Copy every line of the records below without changing anything.

** begin SUPPLIED DATA **

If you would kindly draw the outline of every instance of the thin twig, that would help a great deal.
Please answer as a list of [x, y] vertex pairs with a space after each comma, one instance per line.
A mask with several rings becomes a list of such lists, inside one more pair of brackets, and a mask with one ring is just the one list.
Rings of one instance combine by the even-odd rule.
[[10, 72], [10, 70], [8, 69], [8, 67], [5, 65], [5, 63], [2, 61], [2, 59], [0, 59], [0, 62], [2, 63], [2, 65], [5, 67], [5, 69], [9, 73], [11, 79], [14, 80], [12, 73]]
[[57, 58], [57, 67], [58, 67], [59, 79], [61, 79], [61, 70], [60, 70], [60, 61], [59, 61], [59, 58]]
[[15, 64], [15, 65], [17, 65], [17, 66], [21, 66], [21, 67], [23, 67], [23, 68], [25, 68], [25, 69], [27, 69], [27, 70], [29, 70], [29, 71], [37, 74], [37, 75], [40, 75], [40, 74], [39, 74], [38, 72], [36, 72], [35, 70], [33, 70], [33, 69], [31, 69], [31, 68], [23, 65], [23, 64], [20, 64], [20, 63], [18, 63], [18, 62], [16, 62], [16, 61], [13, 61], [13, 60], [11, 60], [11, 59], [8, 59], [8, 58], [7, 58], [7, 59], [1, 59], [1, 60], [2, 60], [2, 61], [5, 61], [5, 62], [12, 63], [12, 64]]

** end SUPPLIED DATA **

ANSWER FOR THIS EXERCISE>
If you would kindly draw the outline of every instance of the thin twig, that would help a great deal.
Please answer as a list of [x, y] vertex pairs with a space after each comma, one instance per line.
A mask with several rings becomes a list of such lists, inside one more pair of brackets, and a mask with one ring is just the one list.
Rings of one instance combine by the even-odd rule.
[[10, 72], [10, 70], [8, 69], [8, 67], [5, 65], [5, 63], [2, 61], [2, 59], [0, 59], [0, 62], [2, 63], [2, 65], [5, 67], [5, 69], [9, 73], [11, 79], [14, 80], [12, 73]]
[[57, 58], [57, 67], [58, 67], [59, 79], [61, 79], [61, 70], [60, 70], [60, 61], [59, 61], [59, 58]]
[[15, 64], [15, 65], [17, 65], [17, 66], [21, 66], [21, 67], [23, 67], [23, 68], [25, 68], [25, 69], [27, 69], [27, 70], [29, 70], [29, 71], [37, 74], [37, 75], [40, 75], [40, 74], [39, 74], [38, 72], [36, 72], [35, 70], [33, 70], [33, 69], [31, 69], [31, 68], [23, 65], [23, 64], [20, 64], [20, 63], [18, 63], [18, 62], [16, 62], [16, 61], [13, 61], [13, 60], [11, 60], [11, 59], [8, 59], [8, 58], [7, 58], [7, 59], [1, 59], [1, 60], [2, 60], [2, 61], [5, 61], [5, 62], [12, 63], [12, 64]]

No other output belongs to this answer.